Given task A -
Can you reproduce word for word the stretch of the Disney discussion below that begins at the words "I don't agree." and stops after "a good idea."?

Text to read -
If a struggling little company that turned out The Cat from Outer Space can come up with ALL of EPCOT Center, why can't one of the world's largest mega media companies do a little more than Dino-Rama?

When Disney opened 'Pirates of the Caribbean', it was so amazing, so astouding, so I-got-to-see-this that the ride has infused itself into American culture. It's in everything from old novels (The Stepford Wives) and new movies (the joke in Jurassic Park). It inspired a young Steven Speilberg (Goonies) - people who have never even thought of going to Disneyland or Walt Disney World know about the ride.

So why can't today's Disney create something that has the same amount of impact? Surely marketing isn't the problem. Nor money. Nor is technology. All that's lacking is the desire to create grand things and the guts to tough it out.

I don't care about "Disney is better than last year". I want Disney to be better than it ever was.
 

Oh, and no, Comfort Inn has not been named specifically, but Disney is using terms like "value conscious", so it would follow that there will be chains like that coming in. Anything else would be competing directly with what Disney already has.

Sorry, think I was the first one to mention "Comfort Inn," and I did just mean it as an example of a "value conscious" brand name motel. Maybe it will be a HoJo instead, but the point is the same, it will be on Disney-owned land but it will not be a unique "Disney" resort.

Similarly, we may get a Chillis or Applebees instead of a Fridays, but they are using Disney-owned land to build a a west side clone of Crossroads/Palm Parkway, not another version of Downtown Disney as was first rumored.
 
I don't agree. I don't think Disney has ever offered a true "luxury" experience, and I don't think that they are well positioned to. They have offered rooms at luxury prices, but I think the service has been unremarkable. I've never faulted them for this, but I've never mistaken their top line offerings for true luxury accomodations, and finding a partner to offer such an experience seems to be a good idea.

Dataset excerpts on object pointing
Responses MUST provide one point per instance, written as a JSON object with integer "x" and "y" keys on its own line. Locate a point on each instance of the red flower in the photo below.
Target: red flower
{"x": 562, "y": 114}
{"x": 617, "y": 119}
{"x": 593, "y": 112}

...

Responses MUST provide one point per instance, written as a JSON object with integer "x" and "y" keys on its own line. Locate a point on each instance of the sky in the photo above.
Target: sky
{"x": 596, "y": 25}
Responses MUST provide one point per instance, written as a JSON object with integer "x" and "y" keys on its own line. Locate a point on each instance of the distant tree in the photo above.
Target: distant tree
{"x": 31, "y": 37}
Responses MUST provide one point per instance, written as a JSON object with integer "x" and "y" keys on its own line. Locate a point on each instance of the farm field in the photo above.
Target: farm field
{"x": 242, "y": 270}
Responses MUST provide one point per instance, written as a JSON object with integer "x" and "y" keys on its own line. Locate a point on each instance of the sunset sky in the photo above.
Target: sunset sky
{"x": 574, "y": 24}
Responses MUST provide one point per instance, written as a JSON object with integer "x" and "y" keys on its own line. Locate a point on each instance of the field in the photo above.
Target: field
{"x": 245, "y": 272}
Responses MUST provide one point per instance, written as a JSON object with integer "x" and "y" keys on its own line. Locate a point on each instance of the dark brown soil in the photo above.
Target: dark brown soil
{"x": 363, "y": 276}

Given task B -
How many lines of the rows above contain the string "tree"? Reply with the number alone.

Result A -
I don't agree. I don't think Disney has ever offered a true "luxury" experience, and I don't think that they are well positioned to. They have offered rooms at luxury prices, but I think the service has been unremarkable. I've never faulted them for this, but I've never mistaken their top line offerings for true luxury accomodations, and finding a partner to offer such an experience seems to be a good idea.

Result B -
2